• _GIVEN INSTRUCTION_
From the records below, extract every line that contains the word "green". Copy each such line in full.

** BEGIN **

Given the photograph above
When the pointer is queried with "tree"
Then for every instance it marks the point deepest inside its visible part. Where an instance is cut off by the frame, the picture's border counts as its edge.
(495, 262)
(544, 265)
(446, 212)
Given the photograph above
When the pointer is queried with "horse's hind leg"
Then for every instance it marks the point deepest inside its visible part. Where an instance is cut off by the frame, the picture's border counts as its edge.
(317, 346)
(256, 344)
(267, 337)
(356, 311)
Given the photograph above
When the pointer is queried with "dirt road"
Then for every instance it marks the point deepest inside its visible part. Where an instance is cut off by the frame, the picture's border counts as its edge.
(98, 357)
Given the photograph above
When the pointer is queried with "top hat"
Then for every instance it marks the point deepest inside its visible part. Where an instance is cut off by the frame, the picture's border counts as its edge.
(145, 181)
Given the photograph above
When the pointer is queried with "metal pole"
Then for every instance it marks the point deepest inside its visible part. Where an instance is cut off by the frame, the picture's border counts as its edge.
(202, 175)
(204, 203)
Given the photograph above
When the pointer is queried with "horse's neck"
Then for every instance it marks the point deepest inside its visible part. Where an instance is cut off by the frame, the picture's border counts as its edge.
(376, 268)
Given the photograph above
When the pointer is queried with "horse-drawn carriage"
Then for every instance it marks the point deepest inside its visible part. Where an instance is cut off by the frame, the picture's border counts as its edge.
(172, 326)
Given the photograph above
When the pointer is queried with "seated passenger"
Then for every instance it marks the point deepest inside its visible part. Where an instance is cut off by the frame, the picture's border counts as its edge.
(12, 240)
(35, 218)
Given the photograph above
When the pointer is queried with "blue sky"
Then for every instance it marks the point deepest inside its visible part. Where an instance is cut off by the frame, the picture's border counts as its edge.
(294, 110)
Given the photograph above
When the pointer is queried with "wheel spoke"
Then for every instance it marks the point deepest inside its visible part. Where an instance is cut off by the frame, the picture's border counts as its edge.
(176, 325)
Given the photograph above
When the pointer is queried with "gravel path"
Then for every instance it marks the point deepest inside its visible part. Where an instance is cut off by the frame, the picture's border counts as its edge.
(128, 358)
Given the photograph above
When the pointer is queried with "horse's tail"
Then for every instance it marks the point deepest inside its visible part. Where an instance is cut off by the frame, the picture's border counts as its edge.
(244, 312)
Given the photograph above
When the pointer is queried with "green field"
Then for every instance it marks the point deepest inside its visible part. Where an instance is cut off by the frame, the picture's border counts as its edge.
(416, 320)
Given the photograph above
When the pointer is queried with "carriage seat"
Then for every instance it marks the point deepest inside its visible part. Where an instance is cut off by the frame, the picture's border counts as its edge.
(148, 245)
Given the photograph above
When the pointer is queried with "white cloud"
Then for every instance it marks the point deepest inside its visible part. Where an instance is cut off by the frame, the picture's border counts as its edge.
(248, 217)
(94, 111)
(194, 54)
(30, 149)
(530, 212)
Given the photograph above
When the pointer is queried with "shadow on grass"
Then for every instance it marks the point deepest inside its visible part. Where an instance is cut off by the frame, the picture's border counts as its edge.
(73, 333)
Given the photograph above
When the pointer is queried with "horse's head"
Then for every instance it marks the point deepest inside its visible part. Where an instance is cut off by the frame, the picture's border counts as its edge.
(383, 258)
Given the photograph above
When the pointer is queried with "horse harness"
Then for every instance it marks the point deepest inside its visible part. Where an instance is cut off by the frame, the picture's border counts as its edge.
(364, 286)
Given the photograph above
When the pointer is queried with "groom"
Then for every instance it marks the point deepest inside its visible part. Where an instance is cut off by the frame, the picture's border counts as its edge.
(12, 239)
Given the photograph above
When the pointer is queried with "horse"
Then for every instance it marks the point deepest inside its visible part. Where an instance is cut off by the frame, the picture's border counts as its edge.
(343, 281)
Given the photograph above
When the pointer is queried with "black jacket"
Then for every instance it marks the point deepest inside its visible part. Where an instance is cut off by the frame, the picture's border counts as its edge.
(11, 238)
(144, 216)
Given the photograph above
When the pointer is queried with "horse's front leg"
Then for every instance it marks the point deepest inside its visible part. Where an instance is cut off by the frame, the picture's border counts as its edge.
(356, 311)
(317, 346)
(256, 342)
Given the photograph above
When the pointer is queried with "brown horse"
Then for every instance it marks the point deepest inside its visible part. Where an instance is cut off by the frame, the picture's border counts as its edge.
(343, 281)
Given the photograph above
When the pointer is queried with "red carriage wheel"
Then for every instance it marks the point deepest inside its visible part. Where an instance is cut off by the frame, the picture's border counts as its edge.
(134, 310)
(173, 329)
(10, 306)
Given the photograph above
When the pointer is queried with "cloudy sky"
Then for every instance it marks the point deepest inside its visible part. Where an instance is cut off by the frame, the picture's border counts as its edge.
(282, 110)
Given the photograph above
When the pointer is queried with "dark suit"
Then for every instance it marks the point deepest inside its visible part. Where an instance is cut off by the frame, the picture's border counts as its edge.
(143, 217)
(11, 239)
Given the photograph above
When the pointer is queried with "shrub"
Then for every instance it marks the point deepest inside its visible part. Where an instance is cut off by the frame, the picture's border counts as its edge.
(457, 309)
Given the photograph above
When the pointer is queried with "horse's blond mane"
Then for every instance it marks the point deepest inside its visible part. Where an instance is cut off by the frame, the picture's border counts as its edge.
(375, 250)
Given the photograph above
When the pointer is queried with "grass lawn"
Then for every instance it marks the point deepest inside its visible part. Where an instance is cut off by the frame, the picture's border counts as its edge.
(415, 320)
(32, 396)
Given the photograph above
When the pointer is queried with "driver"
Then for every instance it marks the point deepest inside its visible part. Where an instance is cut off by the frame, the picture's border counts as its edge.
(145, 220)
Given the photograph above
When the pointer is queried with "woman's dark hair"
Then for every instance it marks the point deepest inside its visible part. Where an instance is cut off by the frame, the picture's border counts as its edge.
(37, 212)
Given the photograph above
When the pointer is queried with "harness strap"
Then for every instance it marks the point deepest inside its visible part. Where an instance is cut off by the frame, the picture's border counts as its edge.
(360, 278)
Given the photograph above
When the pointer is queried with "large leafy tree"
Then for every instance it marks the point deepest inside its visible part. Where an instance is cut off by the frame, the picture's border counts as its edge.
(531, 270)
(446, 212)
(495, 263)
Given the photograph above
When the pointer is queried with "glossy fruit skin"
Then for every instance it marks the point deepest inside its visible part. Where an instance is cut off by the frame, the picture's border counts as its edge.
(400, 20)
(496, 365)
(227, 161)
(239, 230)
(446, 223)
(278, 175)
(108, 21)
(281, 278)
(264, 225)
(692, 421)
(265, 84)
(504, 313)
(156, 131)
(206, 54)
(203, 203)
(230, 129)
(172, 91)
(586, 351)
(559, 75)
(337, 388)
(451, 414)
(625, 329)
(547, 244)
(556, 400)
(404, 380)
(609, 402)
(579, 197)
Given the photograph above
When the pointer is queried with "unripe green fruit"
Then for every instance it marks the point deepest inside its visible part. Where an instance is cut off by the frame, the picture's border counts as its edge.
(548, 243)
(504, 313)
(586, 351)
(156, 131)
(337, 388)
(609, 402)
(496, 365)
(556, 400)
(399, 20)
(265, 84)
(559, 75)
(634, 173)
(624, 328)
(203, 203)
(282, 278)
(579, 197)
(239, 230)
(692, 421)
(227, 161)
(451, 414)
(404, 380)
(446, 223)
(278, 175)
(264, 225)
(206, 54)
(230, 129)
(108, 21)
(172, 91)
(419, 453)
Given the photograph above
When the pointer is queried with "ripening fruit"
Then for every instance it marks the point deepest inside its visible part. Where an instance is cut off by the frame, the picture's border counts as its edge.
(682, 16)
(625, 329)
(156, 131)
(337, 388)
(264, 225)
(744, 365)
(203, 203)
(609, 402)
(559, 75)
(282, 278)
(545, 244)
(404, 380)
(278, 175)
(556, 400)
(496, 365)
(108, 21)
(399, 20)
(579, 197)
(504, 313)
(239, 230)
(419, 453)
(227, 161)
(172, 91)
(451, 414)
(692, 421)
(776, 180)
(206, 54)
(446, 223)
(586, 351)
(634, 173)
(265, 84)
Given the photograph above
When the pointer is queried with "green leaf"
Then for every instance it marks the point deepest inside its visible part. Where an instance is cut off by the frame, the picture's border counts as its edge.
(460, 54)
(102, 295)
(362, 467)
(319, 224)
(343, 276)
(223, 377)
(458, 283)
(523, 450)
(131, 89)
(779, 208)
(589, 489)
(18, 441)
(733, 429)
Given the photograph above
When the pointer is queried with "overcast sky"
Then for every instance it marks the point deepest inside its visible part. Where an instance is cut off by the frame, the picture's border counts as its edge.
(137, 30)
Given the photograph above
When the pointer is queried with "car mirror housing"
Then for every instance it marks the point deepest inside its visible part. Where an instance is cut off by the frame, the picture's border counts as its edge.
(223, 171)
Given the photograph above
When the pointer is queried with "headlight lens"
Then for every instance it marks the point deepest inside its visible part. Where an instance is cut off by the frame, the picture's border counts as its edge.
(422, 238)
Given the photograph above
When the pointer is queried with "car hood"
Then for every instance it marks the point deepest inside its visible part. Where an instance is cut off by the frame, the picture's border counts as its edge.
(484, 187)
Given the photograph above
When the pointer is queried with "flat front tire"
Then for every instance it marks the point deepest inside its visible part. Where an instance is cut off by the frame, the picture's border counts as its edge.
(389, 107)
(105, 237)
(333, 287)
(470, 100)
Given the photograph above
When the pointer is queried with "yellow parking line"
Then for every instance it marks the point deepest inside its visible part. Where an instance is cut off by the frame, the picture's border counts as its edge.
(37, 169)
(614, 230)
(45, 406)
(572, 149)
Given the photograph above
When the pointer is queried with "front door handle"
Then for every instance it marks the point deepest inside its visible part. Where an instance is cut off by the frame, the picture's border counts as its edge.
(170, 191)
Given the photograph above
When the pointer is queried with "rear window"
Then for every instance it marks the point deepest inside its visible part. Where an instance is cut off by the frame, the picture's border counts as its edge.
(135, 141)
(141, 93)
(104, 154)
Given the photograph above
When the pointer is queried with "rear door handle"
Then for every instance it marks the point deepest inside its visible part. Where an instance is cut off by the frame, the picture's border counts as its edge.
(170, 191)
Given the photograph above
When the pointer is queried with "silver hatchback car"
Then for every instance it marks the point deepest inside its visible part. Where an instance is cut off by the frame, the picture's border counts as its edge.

** END **

• _SOLUTION TO THE PROBLEM_
When the pointer is queried with "green field"
When the pointer is queried with "unripe green fruit"
When the pointer is queried with "green leaf"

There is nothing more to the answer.